▸ **EXERCISE GOAL**
Pick out every line in the rows below that contains the string "dirt" and copy each one. Matching is case-sensitive.

Location identification items
+ + + +
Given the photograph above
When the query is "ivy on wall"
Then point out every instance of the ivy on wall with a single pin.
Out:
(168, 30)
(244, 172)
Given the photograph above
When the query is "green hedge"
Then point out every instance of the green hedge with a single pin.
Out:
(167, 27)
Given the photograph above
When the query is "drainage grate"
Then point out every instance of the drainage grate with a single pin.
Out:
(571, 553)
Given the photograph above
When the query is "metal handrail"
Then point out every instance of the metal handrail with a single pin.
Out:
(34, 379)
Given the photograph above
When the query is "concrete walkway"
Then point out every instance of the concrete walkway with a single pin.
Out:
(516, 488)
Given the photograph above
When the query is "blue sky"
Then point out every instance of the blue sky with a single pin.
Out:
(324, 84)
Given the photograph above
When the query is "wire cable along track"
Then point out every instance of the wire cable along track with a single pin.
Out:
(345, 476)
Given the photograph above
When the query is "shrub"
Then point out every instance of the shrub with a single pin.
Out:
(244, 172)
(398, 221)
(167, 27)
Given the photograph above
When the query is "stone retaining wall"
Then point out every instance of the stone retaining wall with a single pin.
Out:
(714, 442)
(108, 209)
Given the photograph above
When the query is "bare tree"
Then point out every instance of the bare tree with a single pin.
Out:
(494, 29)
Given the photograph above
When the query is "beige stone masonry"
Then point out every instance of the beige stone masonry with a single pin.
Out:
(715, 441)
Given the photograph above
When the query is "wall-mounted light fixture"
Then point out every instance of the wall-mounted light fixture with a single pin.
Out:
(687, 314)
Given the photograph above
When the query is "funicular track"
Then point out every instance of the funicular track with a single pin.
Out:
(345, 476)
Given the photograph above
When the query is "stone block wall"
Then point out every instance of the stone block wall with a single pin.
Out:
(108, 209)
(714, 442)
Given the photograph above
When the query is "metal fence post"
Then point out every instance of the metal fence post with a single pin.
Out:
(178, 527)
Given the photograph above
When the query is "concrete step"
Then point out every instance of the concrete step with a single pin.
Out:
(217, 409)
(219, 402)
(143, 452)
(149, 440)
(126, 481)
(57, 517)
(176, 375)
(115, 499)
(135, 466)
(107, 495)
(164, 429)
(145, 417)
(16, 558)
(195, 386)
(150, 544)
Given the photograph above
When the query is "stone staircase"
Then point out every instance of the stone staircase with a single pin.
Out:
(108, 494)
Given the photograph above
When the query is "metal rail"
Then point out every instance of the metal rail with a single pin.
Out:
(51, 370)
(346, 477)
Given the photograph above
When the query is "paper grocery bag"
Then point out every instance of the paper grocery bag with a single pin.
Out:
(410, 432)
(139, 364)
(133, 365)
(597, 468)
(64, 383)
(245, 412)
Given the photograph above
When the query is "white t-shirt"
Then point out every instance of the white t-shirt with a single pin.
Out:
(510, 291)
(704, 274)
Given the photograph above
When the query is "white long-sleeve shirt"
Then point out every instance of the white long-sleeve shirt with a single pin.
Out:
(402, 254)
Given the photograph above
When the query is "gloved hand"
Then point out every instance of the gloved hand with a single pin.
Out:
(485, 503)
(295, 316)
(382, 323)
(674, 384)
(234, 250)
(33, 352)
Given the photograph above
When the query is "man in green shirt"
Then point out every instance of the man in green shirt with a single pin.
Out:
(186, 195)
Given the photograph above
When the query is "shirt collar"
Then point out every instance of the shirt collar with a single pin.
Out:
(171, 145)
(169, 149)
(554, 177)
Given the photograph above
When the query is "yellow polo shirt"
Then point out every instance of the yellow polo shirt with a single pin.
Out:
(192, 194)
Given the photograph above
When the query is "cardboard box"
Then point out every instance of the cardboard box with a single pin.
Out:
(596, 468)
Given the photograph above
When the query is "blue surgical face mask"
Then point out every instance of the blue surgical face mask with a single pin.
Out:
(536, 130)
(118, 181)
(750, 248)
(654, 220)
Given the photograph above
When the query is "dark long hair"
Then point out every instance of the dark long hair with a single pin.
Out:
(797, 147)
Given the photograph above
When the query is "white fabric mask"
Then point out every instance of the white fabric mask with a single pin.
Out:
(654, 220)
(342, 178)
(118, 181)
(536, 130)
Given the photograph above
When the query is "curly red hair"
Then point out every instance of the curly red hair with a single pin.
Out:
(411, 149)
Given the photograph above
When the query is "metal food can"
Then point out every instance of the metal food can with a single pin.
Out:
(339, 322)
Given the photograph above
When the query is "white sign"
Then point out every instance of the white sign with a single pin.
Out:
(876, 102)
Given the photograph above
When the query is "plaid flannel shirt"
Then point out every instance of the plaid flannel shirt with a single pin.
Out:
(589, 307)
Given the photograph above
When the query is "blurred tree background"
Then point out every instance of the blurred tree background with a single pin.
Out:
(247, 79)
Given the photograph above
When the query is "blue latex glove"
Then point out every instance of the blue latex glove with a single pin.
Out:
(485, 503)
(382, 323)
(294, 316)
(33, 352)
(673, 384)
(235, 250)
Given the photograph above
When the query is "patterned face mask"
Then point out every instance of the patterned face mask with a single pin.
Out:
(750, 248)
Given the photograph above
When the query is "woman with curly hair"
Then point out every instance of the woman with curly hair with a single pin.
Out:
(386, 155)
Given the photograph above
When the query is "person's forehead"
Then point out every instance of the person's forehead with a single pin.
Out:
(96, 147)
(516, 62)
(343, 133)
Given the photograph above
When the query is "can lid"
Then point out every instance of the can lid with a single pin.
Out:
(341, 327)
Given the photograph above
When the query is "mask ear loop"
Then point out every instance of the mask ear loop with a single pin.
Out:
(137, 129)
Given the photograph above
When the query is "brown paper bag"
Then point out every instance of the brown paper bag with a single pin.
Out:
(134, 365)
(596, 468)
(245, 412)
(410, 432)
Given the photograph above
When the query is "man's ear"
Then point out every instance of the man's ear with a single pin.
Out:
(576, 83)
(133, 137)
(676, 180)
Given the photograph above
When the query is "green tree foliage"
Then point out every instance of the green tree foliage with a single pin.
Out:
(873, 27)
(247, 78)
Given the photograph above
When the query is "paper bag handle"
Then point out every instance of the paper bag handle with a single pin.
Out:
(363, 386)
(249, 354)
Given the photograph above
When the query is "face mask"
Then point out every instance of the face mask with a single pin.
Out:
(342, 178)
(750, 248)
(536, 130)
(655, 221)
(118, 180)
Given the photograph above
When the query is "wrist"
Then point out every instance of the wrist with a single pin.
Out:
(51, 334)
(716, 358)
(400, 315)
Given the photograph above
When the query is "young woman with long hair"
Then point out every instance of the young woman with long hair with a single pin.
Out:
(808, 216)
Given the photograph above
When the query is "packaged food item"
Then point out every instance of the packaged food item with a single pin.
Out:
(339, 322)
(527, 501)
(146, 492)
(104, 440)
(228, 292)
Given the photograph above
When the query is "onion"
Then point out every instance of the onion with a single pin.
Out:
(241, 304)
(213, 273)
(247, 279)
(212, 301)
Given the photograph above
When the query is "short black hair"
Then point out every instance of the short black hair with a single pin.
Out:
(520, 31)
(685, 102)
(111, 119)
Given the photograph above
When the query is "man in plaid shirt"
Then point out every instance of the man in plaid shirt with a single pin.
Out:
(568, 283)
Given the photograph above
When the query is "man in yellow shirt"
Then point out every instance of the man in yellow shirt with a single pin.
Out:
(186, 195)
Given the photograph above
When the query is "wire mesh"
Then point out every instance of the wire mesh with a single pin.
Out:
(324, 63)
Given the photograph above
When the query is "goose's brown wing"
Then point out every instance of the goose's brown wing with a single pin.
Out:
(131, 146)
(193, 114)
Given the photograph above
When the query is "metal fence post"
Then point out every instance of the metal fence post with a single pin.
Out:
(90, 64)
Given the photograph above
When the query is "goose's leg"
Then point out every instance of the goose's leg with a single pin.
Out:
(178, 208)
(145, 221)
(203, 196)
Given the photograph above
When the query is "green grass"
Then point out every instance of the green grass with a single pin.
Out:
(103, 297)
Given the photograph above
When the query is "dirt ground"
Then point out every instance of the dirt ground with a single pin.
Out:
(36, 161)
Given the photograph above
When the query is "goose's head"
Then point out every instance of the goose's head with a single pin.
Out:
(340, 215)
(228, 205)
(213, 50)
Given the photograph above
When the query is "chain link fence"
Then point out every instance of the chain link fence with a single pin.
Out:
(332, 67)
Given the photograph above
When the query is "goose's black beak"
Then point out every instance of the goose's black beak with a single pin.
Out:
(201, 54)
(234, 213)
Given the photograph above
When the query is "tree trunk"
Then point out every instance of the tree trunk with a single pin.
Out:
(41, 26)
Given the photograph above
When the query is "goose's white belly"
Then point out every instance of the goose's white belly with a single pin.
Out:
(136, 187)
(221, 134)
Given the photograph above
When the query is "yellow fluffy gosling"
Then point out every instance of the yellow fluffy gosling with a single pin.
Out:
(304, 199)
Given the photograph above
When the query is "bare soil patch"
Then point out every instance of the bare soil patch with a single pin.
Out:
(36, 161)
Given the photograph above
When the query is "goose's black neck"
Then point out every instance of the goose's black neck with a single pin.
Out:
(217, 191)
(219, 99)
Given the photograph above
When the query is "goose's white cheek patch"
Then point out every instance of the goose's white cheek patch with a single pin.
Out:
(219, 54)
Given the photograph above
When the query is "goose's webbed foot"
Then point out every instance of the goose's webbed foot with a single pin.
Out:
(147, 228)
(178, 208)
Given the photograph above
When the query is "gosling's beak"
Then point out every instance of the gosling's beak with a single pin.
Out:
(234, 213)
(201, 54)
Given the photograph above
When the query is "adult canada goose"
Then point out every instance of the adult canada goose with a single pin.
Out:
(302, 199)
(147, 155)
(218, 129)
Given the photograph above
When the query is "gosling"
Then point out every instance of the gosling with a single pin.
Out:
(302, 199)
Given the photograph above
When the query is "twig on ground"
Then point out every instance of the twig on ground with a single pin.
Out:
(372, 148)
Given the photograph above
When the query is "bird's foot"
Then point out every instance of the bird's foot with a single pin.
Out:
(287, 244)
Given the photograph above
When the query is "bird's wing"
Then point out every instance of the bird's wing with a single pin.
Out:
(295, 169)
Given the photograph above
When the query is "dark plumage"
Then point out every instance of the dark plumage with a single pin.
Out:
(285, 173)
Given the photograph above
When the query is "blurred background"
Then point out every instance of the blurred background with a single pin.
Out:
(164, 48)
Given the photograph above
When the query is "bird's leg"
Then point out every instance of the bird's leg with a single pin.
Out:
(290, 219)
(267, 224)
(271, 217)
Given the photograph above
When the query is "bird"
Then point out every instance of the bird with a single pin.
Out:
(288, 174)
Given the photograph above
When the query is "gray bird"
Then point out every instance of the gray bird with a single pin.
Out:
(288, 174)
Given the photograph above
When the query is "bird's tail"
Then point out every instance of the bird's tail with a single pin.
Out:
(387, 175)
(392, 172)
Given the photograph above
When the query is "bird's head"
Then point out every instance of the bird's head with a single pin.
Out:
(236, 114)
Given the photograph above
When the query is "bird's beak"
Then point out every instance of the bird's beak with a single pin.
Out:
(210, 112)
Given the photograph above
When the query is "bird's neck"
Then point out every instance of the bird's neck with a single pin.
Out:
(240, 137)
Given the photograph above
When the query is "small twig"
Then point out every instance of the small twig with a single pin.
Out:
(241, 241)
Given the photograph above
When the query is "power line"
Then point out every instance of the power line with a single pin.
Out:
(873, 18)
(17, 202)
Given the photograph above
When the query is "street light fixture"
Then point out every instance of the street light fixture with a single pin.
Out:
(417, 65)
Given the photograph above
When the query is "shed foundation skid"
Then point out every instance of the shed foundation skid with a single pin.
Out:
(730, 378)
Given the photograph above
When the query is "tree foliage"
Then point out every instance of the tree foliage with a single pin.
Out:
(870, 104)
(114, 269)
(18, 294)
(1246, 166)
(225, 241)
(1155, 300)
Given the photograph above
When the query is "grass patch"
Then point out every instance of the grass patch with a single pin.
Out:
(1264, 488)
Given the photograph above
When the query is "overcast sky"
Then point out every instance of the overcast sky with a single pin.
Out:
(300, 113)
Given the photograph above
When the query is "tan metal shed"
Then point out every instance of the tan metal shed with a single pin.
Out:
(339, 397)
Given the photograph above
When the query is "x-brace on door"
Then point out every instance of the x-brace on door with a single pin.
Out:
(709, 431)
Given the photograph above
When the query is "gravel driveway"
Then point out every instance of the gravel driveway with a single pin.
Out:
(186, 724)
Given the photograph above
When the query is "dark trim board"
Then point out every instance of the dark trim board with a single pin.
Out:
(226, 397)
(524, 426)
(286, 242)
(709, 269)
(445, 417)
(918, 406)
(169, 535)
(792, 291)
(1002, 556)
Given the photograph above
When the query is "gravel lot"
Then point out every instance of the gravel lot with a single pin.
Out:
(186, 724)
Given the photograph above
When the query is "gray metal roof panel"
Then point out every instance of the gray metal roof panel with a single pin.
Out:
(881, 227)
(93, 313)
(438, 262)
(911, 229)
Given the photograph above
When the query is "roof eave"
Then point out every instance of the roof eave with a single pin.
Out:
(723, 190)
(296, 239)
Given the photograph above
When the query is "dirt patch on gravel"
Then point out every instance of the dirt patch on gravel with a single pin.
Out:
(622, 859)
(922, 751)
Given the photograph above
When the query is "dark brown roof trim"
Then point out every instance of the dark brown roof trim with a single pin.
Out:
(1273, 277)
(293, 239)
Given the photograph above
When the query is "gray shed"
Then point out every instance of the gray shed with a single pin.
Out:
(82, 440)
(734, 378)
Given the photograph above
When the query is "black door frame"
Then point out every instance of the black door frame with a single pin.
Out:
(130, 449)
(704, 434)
+ + + +
▸ **WRITTEN SOLUTION**
When the query is "dirt ground"
Then point out every instance of the dirt ground with a single pin.
When the query is "dirt patch on gravel"
Then point out every instance of the dirt patch on gravel with a single pin.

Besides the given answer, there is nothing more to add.